start Material provided

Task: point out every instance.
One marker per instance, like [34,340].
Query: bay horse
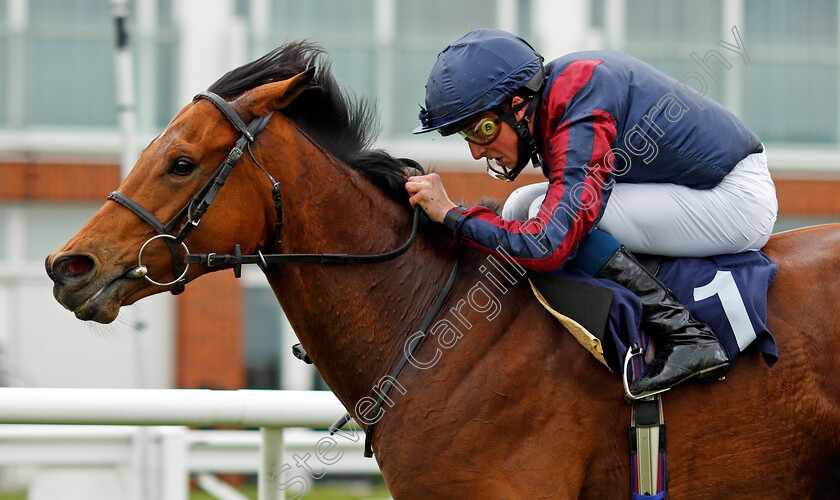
[513,407]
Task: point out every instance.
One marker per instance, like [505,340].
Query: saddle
[582,308]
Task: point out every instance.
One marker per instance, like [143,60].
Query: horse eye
[181,167]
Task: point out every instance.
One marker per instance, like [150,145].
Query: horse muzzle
[81,287]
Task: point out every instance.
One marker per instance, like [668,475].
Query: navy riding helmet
[477,73]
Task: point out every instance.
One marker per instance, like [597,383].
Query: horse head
[100,268]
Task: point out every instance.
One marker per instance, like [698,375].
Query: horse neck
[352,319]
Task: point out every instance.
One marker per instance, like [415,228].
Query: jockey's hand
[427,191]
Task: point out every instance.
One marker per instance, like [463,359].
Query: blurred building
[60,142]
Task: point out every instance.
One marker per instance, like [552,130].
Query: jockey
[630,155]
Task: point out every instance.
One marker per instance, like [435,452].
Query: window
[57,64]
[793,76]
[793,52]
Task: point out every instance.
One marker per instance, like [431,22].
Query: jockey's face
[505,147]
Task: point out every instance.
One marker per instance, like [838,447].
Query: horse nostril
[76,266]
[72,267]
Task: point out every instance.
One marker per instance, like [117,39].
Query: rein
[198,205]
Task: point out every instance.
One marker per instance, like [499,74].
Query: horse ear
[273,96]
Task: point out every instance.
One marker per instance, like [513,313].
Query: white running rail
[271,411]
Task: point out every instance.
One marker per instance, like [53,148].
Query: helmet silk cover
[475,73]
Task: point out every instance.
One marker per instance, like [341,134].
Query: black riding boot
[685,347]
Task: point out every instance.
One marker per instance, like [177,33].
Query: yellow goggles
[483,131]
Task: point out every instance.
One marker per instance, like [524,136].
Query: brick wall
[210,344]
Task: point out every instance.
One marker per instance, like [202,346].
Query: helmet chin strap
[526,143]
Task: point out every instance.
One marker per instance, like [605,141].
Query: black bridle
[201,201]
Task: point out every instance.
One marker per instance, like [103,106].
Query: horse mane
[343,124]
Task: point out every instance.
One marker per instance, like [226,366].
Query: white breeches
[735,216]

end Material provided

▶ _Problem details_: Copy every record above exactly, leaving out the pictures.

▶ _Output_:
Task: point out every instance.
One marker per instance, like [34,340].
Query: bay horse
[513,407]
Task: point out every instance.
One marker per instance, like [505,340].
Query: saddle
[582,308]
Task: point out every instance.
One marker per instance, like [143,60].
Query: horse eye
[181,167]
Task: point out every instance.
One marker per instance, like [150,145].
Query: horse muzzle
[81,287]
Task: point out every instance.
One marker per instance, like [668,475].
Query: navy riding helmet
[477,73]
Task: point out every instance.
One marker per instance, like [597,383].
Query: horse head
[100,268]
Task: point out every instance.
One marker per instance, like [698,375].
Query: horse neck
[352,319]
Task: point out every instance.
One marker per instance, like [415,228].
Query: jockey's hand
[427,191]
Task: point out every instance.
One marker per instance, like [463,359].
Query: blurred building
[60,142]
Task: point out every instance.
One marker per instance, like [552,130].
Query: jockey
[630,155]
Task: point out every instance.
One marker per instance, like [435,452].
Query: window
[57,64]
[793,76]
[793,52]
Task: point out every instance.
One marker per instance, like [431,22].
Query: jockey's face
[505,147]
Task: point out every instance.
One marker per instance, like [838,447].
Query: horse nostril
[76,266]
[72,267]
Task: point out every instance.
One marker per instance, like [117,39].
Query: rein
[198,205]
Task: point out every instance.
One marker per instance, like [499,74].
Query: horse ear
[273,96]
Task: point out every instance.
One marker per instance, like [513,313].
Query: white running rail
[271,411]
Task: point out every instance.
One marker per instance, like [53,148].
Query: helmet silk cover
[475,73]
Task: point out every instance.
One marker per instance, like [341,134].
Query: black riding boot
[685,347]
Task: point out every instance.
One marker per instance, like [177,33].
Query: yellow goggles
[483,131]
Task: point out every instance.
One marker per instance, like [524,136].
Query: brick wall
[210,344]
Task: point out every instance.
One marker per instance, like [202,346].
Query: helmet chin strap
[526,143]
Task: point out every instance.
One marker per instance, like [605,141].
Query: black bridle
[201,201]
Task: point out every instance.
One marker per instance, like [103,106].
Query: horse mane
[343,124]
Task: point out every instance.
One marker per instance, like [226,366].
Query: white breeches
[735,216]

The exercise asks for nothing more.